TEXT PASSAGE:
* * * * *
Adjoint Systems for Optimal Control from Pontryagin to Wikipedia

Exemplified by the Single Pendulum

While it seems common knowledge how to formulate necessary optimality conditions backed by the famous Pontryagin’s Maximum Principle, the direct derivation from the very general original formulations is not obvious. Sometimes, authors like me1 provide some plausibility like obviously this term has to vanish, refer to other sources that miss the derivation too, or attach the complete book by Pontryagin to a specific formula2.

Table of Contents

The Model

A Unit Pendulum

Consider the pendulum subjected to a potential force that can be adjusted. That is, instead of the gravity

$$ G:= \begin{bmatrix} 0\\ -9.81 \end{bmatrix}, $$

we consider a force field

$$ G:= \begin{bmatrix} g_1 \\ g_2 \end{bmatrix}, $$

with scalar functions $g_1$, $g_2$ of time that can act as a control.

With mass $m$, length $L$, and angle $\theta$ (see the picture below), we define the momentum as

$$ p = mL^2\dot \theta. $$

This gives the Hamiltonian $$ H(\theta, p) = \frac{p^2}{2mL^2} + m \begin{bmatrix} g_1 &g_2 \end{bmatrix} \begin{bmatrix} L \sin \theta \\ -L \cos \theta \end{bmatrix}, $$

or $$ H(\theta, p)= \frac{p^2}{2mL^2} + mg_1 L \sin \theta - mg_2 \cos \theta , $$

and the equations of motion as

$ \begin{aligned} \quad \quad \quad \dot \theta &= \frac{p}{mL^2}, \\\
\dot p &= -mg_1L\cos \theta - mg_2L\sin \theta. \end{aligned} $

Here is a schematic illustration taken from scholarpedia:

pendulum, taken from [scholarpedia](http://www.scholarpedia.org/article/File:Pendulum.png)

Control Setups

With consider two control setups:

Final State Fixed

Fix a time $t_1$, start with

$(\theta(t_0), p(t_0))=(\pi, 0)$, i.e. pendulum standing up-side-down,

and minimize the control effort

$ \mathcal J:= \frac{1}{2}\int_{t_0}^{t_1} g_1^2 + g_2^2 \; dt \to \min $

over all $(g_1, g_2)$ that lead to

$(\theta(t_1), p(t_1))=(0,0)$, i.e. pendulum hanging down.
* * * * *
DATA LISTING:
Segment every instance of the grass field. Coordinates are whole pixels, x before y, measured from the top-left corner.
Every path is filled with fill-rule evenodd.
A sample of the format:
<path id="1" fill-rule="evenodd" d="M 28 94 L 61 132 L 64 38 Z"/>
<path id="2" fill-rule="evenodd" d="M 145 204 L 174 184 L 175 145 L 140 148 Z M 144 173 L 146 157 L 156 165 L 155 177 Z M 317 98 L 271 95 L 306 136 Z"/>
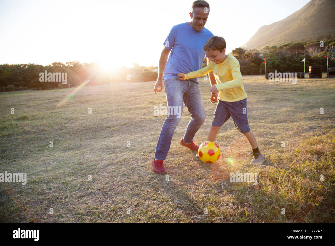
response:
<path id="1" fill-rule="evenodd" d="M 335 79 L 243 79 L 265 162 L 250 164 L 251 149 L 230 118 L 216 140 L 220 159 L 202 163 L 179 144 L 190 118 L 184 106 L 164 162 L 168 177 L 151 166 L 166 117 L 153 114 L 166 105 L 154 82 L 88 86 L 58 108 L 75 88 L 0 93 L 0 172 L 27 179 L 1 183 L 0 222 L 335 222 Z M 208 81 L 200 87 L 207 116 L 198 145 L 216 105 Z M 230 182 L 237 171 L 257 173 L 258 184 Z"/>

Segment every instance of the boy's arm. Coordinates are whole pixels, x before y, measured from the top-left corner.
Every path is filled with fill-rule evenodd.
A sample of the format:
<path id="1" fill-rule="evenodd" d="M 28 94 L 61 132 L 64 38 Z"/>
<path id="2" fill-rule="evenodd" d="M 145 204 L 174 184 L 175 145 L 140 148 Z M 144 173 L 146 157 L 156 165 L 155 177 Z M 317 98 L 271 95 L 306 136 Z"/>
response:
<path id="1" fill-rule="evenodd" d="M 215 85 L 217 90 L 223 91 L 232 90 L 240 87 L 242 85 L 242 74 L 240 70 L 240 64 L 237 61 L 233 61 L 229 66 L 232 75 L 232 80 Z"/>
<path id="2" fill-rule="evenodd" d="M 210 59 L 209 58 L 207 58 L 207 64 L 209 64 L 210 61 Z M 209 77 L 209 82 L 210 83 L 211 86 L 213 86 L 216 84 L 216 80 L 215 79 L 214 77 L 214 74 L 213 72 L 211 71 L 208 74 L 208 77 Z M 210 94 L 210 102 L 212 103 L 214 103 L 217 101 L 217 92 L 215 93 L 211 92 Z"/>
<path id="3" fill-rule="evenodd" d="M 193 78 L 200 77 L 201 76 L 203 76 L 205 74 L 208 74 L 212 71 L 212 67 L 211 66 L 210 63 L 208 63 L 208 65 L 203 68 L 201 69 L 197 70 L 194 72 L 191 72 L 188 73 L 187 73 L 185 75 L 185 79 L 192 79 Z"/>

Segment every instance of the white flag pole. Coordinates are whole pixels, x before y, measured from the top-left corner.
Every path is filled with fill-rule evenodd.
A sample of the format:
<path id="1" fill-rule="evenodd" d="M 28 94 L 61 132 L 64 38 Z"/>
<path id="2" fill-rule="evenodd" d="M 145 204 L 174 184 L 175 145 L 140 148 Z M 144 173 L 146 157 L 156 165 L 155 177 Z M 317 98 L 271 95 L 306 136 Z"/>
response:
<path id="1" fill-rule="evenodd" d="M 327 74 L 328 74 L 328 55 L 327 55 Z"/>
<path id="2" fill-rule="evenodd" d="M 304 58 L 304 73 L 306 73 L 306 58 Z"/>

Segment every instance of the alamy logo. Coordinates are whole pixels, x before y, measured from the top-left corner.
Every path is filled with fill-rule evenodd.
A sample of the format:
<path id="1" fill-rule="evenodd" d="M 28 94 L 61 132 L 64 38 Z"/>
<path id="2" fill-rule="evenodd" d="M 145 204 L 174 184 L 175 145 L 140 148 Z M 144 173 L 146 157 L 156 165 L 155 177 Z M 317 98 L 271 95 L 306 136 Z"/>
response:
<path id="1" fill-rule="evenodd" d="M 19 182 L 22 184 L 27 183 L 27 173 L 7 173 L 5 171 L 4 173 L 0 173 L 0 182 Z"/>
<path id="2" fill-rule="evenodd" d="M 34 238 L 34 241 L 39 241 L 39 230 L 21 230 L 19 228 L 13 233 L 13 238 Z"/>
<path id="3" fill-rule="evenodd" d="M 159 104 L 159 106 L 153 106 L 153 115 L 176 115 L 177 118 L 182 117 L 183 112 L 183 106 L 162 106 L 162 104 Z"/>
<path id="4" fill-rule="evenodd" d="M 62 82 L 66 85 L 67 83 L 67 73 L 40 73 L 40 81 L 41 82 Z"/>
<path id="5" fill-rule="evenodd" d="M 229 181 L 231 182 L 252 182 L 253 184 L 257 184 L 258 181 L 257 173 L 238 173 L 237 171 L 235 173 L 231 173 Z"/>
<path id="6" fill-rule="evenodd" d="M 285 81 L 292 82 L 292 85 L 296 84 L 296 73 L 277 73 L 269 74 L 269 80 L 271 82 Z"/>

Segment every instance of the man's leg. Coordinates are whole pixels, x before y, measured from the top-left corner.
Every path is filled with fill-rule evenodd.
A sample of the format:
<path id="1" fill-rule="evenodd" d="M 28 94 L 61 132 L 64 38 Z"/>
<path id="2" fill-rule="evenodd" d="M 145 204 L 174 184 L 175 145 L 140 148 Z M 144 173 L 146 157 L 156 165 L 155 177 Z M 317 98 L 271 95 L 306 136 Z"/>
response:
<path id="1" fill-rule="evenodd" d="M 193 81 L 185 81 L 188 83 L 188 86 L 186 93 L 184 95 L 183 100 L 192 118 L 189 122 L 183 140 L 185 143 L 190 144 L 196 133 L 205 122 L 206 115 L 198 84 Z"/>
<path id="2" fill-rule="evenodd" d="M 176 113 L 176 112 L 172 113 L 172 112 L 169 110 L 169 115 L 162 127 L 156 148 L 155 158 L 162 160 L 165 160 L 168 155 L 172 136 L 180 120 L 183 110 L 183 97 L 187 89 L 188 84 L 187 82 L 177 79 L 164 81 L 164 86 L 168 106 L 170 108 L 173 107 L 172 108 L 175 108 L 176 112 L 178 113 Z M 173 107 L 174 106 L 175 108 Z"/>

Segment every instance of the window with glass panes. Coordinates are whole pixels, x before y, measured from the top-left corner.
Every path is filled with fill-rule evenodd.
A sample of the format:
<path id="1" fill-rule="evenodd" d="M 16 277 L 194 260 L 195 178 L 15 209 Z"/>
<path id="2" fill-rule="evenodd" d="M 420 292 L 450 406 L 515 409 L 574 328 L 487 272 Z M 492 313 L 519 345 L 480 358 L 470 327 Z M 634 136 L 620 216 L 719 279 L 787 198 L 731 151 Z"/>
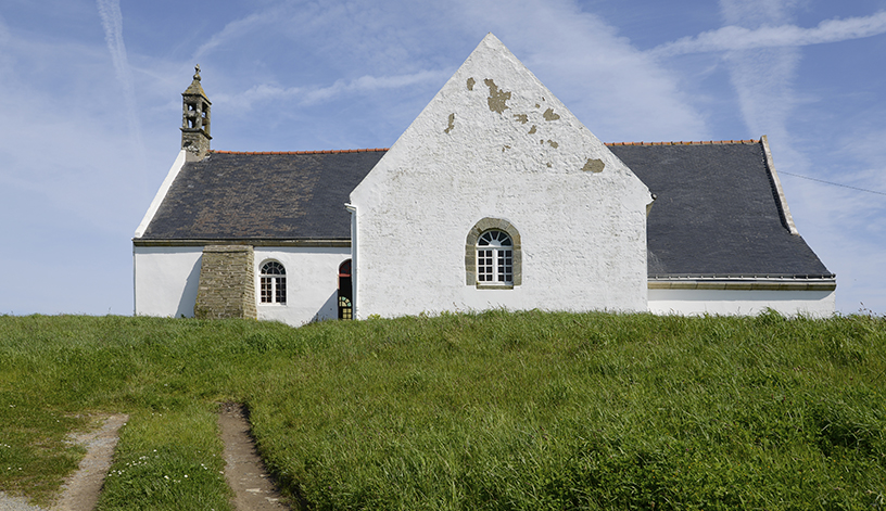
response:
<path id="1" fill-rule="evenodd" d="M 276 260 L 262 265 L 261 296 L 263 304 L 286 304 L 286 268 Z"/>
<path id="2" fill-rule="evenodd" d="M 486 231 L 477 240 L 477 281 L 514 283 L 514 242 L 506 232 Z"/>

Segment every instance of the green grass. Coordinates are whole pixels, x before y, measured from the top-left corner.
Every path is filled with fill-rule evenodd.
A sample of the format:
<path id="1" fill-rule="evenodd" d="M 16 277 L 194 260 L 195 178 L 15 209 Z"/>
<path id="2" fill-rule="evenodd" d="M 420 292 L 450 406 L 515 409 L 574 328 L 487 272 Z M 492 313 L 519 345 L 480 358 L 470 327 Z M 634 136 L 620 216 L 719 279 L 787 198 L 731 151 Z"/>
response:
<path id="1" fill-rule="evenodd" d="M 883 509 L 884 388 L 863 315 L 0 317 L 0 488 L 45 501 L 123 411 L 100 509 L 229 509 L 238 400 L 305 509 Z"/>

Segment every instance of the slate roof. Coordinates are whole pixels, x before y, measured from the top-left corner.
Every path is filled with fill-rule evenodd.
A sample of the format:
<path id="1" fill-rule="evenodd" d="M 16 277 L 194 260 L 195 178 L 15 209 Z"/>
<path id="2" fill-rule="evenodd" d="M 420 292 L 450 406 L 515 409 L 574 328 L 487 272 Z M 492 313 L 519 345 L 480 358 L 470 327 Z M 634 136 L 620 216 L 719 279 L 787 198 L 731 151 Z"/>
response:
<path id="1" fill-rule="evenodd" d="M 834 277 L 786 227 L 760 142 L 607 145 L 657 196 L 650 279 Z M 350 241 L 344 204 L 384 151 L 214 151 L 185 164 L 139 240 Z"/>
<path id="2" fill-rule="evenodd" d="M 762 143 L 609 149 L 656 195 L 646 220 L 649 278 L 834 278 L 788 230 Z"/>
<path id="3" fill-rule="evenodd" d="M 230 153 L 186 163 L 140 240 L 351 240 L 344 204 L 383 150 Z"/>

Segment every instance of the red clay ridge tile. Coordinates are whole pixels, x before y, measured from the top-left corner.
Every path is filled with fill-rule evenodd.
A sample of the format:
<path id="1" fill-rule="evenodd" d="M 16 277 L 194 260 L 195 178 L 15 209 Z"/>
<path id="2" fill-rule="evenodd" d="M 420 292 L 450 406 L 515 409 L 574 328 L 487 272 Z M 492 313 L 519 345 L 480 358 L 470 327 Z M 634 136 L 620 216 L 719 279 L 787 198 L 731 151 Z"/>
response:
<path id="1" fill-rule="evenodd" d="M 699 140 L 695 141 L 680 141 L 680 142 L 606 142 L 606 145 L 710 145 L 724 143 L 760 143 L 759 140 Z"/>
<path id="2" fill-rule="evenodd" d="M 606 145 L 710 145 L 710 144 L 726 144 L 726 143 L 760 143 L 760 140 L 699 140 L 699 141 L 679 141 L 679 142 L 606 142 Z M 332 149 L 322 151 L 218 151 L 210 150 L 211 153 L 217 154 L 338 154 L 338 153 L 383 153 L 389 148 L 375 149 Z"/>
<path id="3" fill-rule="evenodd" d="M 338 154 L 338 153 L 374 153 L 384 152 L 388 148 L 376 149 L 327 149 L 324 151 L 218 151 L 216 149 L 210 150 L 211 153 L 216 154 Z"/>

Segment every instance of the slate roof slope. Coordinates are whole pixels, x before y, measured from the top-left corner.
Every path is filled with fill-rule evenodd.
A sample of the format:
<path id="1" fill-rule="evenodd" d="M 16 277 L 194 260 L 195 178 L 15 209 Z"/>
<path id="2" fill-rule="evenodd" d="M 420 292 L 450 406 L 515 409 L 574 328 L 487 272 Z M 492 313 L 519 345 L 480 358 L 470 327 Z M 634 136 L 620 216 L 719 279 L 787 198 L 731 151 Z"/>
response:
<path id="1" fill-rule="evenodd" d="M 649 278 L 834 278 L 783 218 L 761 142 L 612 144 L 656 194 Z"/>
<path id="2" fill-rule="evenodd" d="M 762 143 L 607 144 L 656 194 L 649 278 L 834 278 L 790 234 Z M 347 240 L 351 191 L 384 150 L 212 152 L 187 163 L 140 240 Z"/>
<path id="3" fill-rule="evenodd" d="M 383 151 L 212 152 L 186 163 L 140 240 L 351 240 L 344 208 Z"/>

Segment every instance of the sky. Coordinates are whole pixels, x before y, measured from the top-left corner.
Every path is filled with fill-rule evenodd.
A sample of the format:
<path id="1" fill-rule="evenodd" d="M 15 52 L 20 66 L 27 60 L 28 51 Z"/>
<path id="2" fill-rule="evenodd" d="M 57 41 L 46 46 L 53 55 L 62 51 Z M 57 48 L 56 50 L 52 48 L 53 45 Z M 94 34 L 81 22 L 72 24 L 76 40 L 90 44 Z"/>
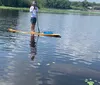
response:
<path id="1" fill-rule="evenodd" d="M 70 1 L 83 1 L 83 0 L 70 0 Z M 100 0 L 87 0 L 87 1 L 100 3 Z"/>

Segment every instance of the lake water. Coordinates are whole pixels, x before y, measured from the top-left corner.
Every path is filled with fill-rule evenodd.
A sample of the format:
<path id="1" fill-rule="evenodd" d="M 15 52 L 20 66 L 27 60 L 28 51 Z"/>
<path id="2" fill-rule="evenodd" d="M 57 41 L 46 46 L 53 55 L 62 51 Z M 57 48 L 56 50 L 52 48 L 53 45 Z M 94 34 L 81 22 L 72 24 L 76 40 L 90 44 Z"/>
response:
<path id="1" fill-rule="evenodd" d="M 38 23 L 62 37 L 8 32 L 30 31 L 30 13 L 0 10 L 0 85 L 99 85 L 100 16 L 39 13 Z"/>

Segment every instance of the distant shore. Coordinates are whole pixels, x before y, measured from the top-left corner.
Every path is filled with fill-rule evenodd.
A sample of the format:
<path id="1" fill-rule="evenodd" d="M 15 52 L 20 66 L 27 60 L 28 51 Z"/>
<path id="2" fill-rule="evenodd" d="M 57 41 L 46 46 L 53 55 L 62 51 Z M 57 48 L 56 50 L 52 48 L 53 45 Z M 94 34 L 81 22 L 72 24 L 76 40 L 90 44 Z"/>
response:
<path id="1" fill-rule="evenodd" d="M 21 7 L 6 7 L 0 6 L 0 9 L 6 10 L 19 10 L 19 11 L 29 11 L 29 8 L 21 8 Z M 100 11 L 95 10 L 88 10 L 88 11 L 81 11 L 81 10 L 64 10 L 64 9 L 49 9 L 49 8 L 41 8 L 39 9 L 40 13 L 57 13 L 57 14 L 86 14 L 86 15 L 100 15 Z"/>

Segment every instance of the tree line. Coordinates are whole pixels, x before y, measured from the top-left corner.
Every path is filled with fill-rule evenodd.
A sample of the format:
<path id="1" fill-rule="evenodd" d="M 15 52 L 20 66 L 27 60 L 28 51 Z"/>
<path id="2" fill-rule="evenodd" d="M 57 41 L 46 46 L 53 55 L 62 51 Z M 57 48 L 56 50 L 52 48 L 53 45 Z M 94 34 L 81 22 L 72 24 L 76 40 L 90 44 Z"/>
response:
<path id="1" fill-rule="evenodd" d="M 0 0 L 0 6 L 10 7 L 30 7 L 33 0 Z M 39 8 L 56 8 L 56 9 L 87 9 L 88 7 L 100 6 L 100 3 L 88 2 L 84 0 L 35 0 Z"/>

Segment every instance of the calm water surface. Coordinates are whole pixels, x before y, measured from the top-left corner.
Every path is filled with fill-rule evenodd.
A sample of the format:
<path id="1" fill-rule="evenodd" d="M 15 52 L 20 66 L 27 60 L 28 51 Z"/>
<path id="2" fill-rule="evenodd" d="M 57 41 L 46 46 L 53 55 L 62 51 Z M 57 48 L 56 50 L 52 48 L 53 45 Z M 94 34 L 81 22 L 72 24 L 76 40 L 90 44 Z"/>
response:
<path id="1" fill-rule="evenodd" d="M 8 32 L 30 31 L 30 13 L 0 10 L 0 85 L 99 85 L 100 16 L 38 16 L 41 32 L 62 37 Z"/>

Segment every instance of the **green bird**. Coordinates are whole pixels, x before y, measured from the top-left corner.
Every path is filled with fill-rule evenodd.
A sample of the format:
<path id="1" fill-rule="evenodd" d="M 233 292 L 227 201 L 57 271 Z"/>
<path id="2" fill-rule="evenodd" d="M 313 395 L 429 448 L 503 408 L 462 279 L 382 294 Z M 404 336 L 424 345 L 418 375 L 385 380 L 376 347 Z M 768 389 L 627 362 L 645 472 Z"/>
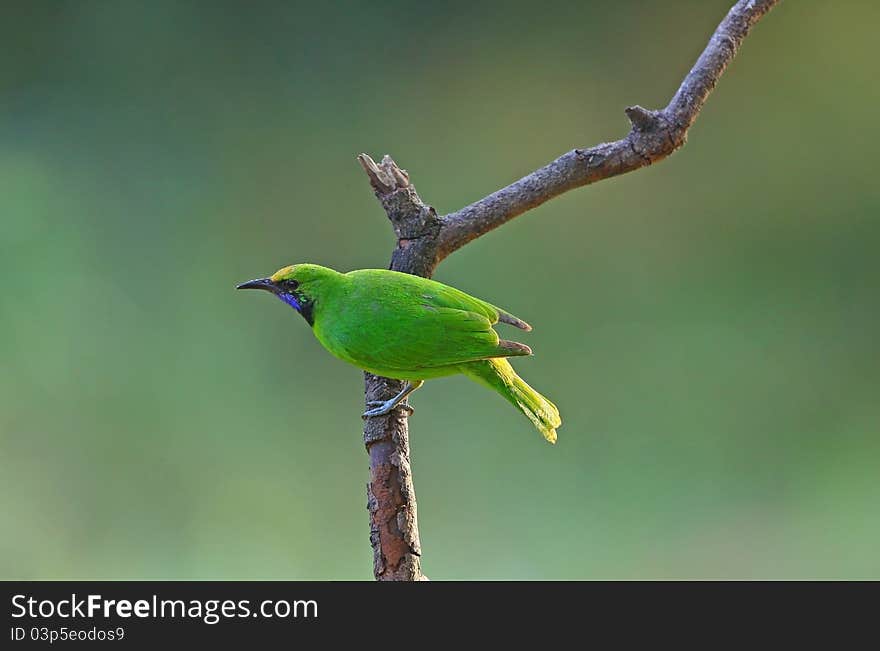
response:
<path id="1" fill-rule="evenodd" d="M 405 380 L 365 417 L 387 414 L 425 380 L 461 373 L 500 393 L 550 443 L 562 424 L 552 402 L 523 381 L 507 357 L 531 355 L 525 344 L 500 339 L 492 328 L 532 327 L 490 303 L 434 280 L 385 269 L 342 274 L 295 264 L 238 289 L 268 291 L 299 312 L 318 341 L 339 359 L 375 375 Z"/>

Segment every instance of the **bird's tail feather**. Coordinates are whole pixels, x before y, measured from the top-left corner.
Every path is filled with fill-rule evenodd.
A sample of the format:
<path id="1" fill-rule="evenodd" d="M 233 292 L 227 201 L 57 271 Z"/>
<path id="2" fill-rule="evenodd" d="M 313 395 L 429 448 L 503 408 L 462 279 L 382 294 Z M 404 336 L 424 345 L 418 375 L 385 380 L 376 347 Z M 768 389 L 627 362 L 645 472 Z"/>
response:
<path id="1" fill-rule="evenodd" d="M 503 357 L 464 364 L 462 371 L 480 384 L 494 389 L 526 415 L 550 443 L 556 443 L 556 428 L 562 425 L 552 402 L 526 384 Z"/>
* * * * *
JOBS:
(1) Answer these questions from the pendulum control text, using the records only as context:
(a) What replaces the gravity vector as the force on the pendulum?
(b) How is the momentum of the pendulum defined?
(c) In the setup with the final state fixed, what starting state is given for the pendulum?
(2) In the pendulum control text, how does the passage from "Adjoint Systems for" to "a specific formula2." read once "plausibility" is swapped out for "justification"? Write out that passage with the swap made.

RESPONSES BY TASK:
(1)
(a) A force field made of scalar functions g₁ and g₂ of time that can act as a control.
(b) As p = mL²θ̇, the mass times the squared length times the time derivative of the angle.
(c) (θ(t₀), p(t₀)) = (π, 0), meaning the pendulum is standing upside down.

(2)
Adjoint Systems for Optimal Control from Pontryagin to Wikipedia

Exemplified by the Single Pendulum

While it seems common knowledge how to formulate necessary optimality conditions backed by the famous Pontryagin’s Maximum Principle, the direct derivation from the very general original formulations is not obvious. Sometimes, authors like me1 provide some justification like obviously this term has to vanish, refer to other sources that miss the derivation too, or attach the complete book by Pontryagin to a specific formula2.